_Exercise material_:

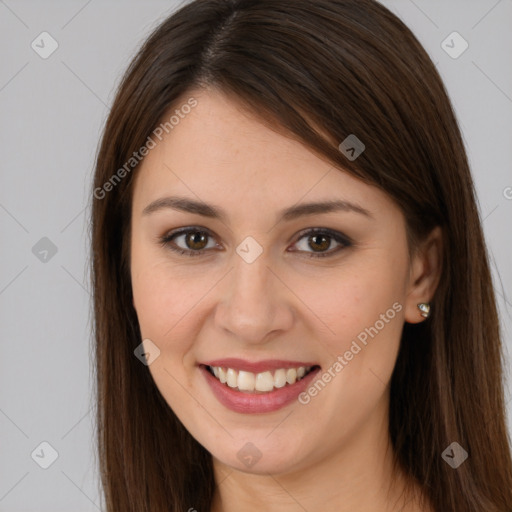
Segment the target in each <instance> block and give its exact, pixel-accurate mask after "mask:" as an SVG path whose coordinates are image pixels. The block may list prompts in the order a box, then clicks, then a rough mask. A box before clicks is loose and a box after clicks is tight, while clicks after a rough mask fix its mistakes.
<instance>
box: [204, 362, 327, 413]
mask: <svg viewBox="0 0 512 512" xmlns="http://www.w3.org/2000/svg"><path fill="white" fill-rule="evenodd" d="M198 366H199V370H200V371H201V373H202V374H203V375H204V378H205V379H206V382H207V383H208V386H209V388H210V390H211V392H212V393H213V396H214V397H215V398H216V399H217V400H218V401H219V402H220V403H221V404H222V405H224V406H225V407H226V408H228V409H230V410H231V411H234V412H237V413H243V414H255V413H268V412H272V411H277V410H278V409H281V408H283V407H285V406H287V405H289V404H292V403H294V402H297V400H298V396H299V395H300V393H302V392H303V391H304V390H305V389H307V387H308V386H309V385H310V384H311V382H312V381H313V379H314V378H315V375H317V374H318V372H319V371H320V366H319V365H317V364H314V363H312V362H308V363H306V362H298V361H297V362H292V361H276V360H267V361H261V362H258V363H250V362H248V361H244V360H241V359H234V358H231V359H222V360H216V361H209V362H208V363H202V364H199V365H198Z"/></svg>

...

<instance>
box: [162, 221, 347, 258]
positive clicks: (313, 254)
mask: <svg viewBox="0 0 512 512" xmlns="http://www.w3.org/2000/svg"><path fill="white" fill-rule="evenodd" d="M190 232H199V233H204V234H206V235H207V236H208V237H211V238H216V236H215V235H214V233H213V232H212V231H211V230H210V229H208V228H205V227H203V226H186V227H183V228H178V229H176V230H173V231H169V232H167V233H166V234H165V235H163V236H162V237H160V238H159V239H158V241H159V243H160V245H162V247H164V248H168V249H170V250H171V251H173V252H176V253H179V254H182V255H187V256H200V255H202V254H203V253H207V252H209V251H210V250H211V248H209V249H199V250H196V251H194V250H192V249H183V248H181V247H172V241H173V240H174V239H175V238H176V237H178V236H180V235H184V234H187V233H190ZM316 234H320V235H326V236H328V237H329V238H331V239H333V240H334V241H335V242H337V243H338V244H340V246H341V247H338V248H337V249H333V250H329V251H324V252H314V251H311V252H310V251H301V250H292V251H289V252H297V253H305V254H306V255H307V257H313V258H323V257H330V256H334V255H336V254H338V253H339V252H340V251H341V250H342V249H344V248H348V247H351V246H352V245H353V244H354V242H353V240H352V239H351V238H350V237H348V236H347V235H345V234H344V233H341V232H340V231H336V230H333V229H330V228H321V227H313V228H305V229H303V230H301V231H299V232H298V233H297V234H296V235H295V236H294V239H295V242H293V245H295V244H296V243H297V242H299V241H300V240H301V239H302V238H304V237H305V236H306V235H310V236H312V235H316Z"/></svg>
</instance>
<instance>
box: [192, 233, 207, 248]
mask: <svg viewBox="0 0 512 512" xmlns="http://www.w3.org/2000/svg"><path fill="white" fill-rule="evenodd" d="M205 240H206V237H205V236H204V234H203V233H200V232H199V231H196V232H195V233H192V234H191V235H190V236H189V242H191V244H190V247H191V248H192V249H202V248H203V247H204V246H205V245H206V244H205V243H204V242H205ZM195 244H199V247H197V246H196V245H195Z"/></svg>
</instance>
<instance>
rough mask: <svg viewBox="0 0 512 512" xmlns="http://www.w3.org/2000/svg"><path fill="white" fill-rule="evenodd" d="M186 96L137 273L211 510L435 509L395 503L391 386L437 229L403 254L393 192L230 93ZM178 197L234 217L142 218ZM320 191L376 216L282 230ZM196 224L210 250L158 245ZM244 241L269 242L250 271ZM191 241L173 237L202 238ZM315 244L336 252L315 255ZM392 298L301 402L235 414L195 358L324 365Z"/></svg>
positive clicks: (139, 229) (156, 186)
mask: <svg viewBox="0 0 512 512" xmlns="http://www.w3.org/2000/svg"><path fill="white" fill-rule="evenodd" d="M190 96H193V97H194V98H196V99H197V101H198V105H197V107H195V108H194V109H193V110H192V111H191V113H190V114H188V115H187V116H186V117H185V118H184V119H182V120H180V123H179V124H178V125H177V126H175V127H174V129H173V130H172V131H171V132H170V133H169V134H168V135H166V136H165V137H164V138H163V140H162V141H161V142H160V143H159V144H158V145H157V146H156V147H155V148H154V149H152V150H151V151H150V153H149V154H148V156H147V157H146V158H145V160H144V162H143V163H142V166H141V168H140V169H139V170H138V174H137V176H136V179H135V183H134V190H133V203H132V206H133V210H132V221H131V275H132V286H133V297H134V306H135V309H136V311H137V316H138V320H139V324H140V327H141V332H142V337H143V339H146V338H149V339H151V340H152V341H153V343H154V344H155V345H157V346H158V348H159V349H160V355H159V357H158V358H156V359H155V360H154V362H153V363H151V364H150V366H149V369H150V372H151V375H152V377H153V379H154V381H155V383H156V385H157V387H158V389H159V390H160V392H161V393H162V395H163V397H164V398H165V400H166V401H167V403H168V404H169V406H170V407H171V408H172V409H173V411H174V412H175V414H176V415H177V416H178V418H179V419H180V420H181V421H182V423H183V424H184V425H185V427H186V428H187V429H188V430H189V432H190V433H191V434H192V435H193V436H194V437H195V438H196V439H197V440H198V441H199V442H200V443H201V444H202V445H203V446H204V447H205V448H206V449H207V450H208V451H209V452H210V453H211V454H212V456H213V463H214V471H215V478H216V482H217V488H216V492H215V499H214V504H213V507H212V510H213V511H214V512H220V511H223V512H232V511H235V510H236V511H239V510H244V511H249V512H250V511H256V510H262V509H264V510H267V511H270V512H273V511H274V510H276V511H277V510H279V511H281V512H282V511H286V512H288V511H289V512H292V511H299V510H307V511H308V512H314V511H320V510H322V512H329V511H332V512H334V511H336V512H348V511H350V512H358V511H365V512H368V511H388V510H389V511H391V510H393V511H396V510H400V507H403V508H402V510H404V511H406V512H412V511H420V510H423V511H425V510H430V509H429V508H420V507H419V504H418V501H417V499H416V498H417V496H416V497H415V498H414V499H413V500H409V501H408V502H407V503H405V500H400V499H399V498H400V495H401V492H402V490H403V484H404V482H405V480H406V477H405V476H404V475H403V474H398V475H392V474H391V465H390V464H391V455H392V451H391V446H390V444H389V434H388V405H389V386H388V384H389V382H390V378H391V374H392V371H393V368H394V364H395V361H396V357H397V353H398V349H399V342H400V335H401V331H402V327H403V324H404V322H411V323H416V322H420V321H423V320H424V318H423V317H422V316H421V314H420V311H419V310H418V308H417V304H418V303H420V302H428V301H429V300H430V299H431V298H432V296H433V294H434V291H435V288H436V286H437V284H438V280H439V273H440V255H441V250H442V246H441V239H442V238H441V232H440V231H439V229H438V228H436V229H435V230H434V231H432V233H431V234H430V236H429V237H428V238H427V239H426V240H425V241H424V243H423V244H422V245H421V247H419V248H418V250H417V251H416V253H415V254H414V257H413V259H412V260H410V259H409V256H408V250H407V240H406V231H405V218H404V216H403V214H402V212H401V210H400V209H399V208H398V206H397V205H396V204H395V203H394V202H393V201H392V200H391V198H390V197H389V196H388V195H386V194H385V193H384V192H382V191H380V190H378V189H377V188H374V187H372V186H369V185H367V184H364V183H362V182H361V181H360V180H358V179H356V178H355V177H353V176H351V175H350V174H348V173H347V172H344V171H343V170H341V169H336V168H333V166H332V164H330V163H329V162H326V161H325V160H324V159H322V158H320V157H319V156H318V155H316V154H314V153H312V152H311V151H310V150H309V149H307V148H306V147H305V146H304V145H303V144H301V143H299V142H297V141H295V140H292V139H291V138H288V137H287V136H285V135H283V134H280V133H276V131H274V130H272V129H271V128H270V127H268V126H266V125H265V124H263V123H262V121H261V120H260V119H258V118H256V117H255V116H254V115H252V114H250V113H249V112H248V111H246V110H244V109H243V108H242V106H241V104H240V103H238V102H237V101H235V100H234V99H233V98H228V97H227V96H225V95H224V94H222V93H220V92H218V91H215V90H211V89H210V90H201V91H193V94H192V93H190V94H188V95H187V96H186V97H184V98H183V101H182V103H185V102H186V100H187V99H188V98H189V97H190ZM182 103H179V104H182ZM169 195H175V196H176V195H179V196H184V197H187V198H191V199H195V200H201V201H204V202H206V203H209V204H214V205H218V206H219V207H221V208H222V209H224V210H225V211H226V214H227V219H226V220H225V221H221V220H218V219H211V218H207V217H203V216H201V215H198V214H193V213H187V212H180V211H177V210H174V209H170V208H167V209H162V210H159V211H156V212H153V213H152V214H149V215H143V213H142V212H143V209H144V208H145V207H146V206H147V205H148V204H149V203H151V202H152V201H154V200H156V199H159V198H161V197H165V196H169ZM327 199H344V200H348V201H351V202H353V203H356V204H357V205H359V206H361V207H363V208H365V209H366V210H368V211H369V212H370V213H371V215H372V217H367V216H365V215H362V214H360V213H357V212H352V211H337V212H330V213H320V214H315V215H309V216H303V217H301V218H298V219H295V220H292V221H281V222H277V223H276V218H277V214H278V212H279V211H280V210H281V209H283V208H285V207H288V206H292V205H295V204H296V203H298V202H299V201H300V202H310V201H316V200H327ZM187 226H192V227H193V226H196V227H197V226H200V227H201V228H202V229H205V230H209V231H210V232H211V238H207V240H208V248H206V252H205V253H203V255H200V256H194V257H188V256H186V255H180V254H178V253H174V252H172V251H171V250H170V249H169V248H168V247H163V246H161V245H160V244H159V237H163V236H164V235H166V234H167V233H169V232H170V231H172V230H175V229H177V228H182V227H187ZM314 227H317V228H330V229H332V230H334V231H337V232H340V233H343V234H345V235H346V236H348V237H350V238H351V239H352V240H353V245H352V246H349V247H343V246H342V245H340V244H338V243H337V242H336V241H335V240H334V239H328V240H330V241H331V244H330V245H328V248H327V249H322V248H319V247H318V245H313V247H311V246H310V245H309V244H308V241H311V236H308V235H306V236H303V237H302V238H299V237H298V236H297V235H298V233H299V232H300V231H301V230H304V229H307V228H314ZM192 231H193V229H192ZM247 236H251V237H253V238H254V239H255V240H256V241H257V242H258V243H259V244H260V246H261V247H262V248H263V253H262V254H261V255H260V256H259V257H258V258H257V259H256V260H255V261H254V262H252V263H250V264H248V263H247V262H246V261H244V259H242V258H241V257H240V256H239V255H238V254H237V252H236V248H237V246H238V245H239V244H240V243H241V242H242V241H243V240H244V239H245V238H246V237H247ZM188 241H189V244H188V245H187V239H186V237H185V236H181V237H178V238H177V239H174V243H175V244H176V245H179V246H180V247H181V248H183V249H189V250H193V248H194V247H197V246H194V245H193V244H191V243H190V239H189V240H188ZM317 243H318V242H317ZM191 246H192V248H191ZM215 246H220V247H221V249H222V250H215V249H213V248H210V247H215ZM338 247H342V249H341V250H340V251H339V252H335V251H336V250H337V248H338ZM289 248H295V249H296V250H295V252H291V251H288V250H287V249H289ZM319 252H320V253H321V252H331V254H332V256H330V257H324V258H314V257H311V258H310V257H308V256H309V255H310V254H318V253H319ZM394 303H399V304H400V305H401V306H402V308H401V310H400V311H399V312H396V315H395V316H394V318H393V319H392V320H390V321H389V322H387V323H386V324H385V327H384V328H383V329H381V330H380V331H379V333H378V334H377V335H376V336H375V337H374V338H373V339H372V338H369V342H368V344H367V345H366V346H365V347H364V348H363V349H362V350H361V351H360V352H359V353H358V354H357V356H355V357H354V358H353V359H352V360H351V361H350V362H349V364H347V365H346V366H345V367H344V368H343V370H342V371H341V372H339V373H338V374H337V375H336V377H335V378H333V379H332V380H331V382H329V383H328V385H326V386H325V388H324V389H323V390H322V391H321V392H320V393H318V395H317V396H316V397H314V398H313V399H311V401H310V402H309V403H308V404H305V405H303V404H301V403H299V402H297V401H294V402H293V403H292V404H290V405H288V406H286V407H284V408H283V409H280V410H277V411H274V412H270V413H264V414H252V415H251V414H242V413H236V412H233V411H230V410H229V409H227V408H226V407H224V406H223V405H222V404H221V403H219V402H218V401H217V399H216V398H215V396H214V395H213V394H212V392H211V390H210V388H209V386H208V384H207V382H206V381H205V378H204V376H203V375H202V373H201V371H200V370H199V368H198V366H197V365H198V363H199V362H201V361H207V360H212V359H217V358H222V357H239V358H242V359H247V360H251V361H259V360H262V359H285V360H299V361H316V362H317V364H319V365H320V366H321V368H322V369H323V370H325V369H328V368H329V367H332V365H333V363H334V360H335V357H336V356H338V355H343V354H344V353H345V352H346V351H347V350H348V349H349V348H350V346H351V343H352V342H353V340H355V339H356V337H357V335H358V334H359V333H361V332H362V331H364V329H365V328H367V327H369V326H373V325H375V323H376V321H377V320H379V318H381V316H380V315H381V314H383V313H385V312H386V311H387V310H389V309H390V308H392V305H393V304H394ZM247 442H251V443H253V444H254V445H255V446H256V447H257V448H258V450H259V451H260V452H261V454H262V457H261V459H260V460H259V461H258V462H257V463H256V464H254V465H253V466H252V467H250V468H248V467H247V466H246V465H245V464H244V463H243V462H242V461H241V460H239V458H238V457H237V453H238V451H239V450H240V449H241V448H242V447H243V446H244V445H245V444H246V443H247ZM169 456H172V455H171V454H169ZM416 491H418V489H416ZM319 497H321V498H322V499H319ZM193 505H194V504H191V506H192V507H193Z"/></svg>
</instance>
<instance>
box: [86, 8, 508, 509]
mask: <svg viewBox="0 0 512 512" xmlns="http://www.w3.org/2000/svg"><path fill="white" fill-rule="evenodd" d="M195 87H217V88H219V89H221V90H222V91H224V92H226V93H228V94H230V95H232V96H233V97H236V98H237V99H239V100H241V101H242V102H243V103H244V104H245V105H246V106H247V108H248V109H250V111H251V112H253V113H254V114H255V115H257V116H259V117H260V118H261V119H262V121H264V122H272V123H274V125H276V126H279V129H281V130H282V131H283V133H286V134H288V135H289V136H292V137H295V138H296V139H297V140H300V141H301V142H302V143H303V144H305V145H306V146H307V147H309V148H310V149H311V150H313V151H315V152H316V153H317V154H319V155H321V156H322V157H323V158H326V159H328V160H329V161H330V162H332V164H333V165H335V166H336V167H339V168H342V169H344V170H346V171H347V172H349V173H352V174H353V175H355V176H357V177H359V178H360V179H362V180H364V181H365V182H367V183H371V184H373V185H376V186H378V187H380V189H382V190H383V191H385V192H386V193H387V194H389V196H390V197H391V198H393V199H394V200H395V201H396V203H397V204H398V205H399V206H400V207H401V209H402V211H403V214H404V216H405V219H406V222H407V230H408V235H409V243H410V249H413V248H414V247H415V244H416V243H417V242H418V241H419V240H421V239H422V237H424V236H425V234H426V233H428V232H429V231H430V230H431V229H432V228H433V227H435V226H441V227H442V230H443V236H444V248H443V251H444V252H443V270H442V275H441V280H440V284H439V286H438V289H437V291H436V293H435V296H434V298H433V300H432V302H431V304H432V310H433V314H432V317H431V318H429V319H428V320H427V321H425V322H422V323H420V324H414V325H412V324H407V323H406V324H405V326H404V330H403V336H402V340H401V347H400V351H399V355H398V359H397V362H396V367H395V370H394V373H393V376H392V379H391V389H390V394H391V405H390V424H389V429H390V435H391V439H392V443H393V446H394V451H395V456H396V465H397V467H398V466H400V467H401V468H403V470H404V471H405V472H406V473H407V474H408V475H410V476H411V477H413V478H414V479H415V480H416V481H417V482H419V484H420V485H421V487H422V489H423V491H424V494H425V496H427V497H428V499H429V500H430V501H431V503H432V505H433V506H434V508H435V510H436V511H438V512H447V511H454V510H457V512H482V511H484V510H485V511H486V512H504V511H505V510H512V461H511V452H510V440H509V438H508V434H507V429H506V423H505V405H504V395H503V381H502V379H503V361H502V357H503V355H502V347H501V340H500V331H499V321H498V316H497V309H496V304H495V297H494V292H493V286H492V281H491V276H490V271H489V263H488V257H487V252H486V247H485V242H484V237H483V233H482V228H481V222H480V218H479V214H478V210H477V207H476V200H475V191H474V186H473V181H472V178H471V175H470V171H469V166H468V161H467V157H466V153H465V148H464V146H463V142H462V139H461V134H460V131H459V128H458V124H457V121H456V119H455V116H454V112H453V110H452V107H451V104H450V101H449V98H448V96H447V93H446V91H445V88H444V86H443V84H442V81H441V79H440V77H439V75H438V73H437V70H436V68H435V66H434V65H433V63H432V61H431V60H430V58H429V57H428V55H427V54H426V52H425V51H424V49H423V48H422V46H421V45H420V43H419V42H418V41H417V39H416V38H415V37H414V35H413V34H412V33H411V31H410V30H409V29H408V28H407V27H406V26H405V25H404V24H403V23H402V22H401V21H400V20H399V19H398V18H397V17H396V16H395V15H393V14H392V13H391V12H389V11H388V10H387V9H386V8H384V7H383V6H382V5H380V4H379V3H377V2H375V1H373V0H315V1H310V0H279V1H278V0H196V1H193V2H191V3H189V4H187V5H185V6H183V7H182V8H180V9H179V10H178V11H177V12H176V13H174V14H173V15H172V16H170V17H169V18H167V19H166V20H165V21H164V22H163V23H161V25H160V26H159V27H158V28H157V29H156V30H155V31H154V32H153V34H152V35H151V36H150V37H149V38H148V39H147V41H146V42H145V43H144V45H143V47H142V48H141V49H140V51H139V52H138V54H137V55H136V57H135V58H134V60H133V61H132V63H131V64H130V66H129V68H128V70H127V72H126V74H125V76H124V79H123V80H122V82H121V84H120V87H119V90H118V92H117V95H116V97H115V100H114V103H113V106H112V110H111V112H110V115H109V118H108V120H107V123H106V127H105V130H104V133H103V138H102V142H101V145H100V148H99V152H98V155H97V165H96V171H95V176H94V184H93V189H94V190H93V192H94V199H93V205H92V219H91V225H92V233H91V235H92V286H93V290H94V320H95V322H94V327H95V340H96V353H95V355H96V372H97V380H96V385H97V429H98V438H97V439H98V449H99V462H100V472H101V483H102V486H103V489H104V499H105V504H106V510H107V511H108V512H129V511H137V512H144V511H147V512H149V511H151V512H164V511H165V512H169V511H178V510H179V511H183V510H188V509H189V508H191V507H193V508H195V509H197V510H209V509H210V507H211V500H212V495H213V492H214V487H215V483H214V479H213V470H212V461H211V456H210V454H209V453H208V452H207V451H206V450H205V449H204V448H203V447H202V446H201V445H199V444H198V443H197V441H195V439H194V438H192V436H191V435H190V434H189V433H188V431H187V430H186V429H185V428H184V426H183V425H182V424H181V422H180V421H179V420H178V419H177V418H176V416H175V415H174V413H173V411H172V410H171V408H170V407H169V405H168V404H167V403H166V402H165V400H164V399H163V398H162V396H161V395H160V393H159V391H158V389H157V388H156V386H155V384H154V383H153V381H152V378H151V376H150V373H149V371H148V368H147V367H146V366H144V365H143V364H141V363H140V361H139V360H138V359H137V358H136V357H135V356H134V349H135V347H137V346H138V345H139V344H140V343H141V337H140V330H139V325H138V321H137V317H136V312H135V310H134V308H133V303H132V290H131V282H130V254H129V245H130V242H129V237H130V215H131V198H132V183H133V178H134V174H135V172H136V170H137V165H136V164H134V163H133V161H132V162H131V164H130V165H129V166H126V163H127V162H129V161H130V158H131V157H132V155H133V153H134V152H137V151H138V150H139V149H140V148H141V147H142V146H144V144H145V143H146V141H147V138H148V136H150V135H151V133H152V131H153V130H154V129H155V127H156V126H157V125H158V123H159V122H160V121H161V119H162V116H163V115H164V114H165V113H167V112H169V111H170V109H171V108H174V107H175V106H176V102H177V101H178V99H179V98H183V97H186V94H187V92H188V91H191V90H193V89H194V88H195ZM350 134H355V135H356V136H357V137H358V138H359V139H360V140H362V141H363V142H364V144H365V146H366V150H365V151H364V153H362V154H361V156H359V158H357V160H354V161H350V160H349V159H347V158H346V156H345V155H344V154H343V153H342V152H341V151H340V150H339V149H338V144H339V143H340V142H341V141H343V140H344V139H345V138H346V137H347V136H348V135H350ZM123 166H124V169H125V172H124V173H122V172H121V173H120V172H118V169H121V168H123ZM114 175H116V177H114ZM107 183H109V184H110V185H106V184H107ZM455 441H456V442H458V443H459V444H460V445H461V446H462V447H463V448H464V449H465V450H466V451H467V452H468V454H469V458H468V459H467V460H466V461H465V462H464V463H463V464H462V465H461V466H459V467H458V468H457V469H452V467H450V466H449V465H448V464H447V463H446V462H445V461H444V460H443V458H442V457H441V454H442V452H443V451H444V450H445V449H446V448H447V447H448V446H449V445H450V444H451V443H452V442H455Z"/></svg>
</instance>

...

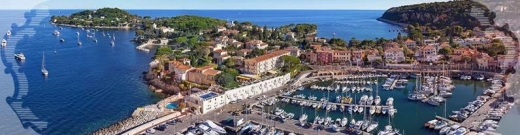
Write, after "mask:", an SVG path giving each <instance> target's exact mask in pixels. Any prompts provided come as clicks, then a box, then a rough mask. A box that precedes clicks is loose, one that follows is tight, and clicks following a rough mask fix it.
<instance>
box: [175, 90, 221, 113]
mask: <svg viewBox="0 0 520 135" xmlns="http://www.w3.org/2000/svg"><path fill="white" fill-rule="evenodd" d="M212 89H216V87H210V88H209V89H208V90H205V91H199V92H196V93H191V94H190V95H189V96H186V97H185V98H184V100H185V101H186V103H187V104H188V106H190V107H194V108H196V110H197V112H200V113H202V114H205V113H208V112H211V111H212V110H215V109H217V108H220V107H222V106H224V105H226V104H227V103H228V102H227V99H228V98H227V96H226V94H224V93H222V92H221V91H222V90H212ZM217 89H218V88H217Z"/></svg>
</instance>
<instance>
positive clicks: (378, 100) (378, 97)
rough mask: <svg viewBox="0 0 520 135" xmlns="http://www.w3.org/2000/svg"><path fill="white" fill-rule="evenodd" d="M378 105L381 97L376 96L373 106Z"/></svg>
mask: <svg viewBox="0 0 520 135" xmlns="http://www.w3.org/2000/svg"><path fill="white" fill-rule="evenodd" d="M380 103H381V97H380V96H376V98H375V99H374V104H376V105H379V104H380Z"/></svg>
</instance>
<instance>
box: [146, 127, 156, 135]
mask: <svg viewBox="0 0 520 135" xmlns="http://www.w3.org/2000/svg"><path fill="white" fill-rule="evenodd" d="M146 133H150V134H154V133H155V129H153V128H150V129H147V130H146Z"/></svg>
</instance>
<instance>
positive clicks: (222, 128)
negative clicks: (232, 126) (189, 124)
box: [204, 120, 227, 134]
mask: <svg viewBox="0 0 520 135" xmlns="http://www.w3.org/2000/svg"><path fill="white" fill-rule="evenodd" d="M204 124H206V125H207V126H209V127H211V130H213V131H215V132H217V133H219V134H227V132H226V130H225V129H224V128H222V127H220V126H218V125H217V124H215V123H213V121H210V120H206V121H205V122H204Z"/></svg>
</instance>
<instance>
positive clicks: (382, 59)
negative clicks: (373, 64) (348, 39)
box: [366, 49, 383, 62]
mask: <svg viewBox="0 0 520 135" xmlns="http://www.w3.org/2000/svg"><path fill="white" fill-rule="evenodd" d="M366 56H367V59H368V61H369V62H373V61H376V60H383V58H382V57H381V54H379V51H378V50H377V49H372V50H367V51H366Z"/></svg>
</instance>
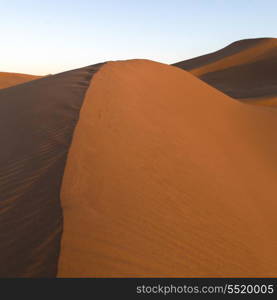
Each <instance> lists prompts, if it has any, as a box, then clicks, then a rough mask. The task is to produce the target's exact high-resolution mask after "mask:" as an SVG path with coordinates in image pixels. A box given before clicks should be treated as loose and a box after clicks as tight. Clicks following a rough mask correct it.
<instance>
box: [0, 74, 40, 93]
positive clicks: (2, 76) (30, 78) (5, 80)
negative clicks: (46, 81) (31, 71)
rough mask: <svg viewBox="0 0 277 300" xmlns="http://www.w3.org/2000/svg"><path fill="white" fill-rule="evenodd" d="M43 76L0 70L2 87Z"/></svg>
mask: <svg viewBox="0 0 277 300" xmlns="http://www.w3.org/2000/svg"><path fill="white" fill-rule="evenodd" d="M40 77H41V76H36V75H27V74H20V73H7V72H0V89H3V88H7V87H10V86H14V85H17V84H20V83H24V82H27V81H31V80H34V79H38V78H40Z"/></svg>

_Aim of the task_:
Determine how many lines of the entries above carry the string "negative", and give that number alone.

_Written answer_:
3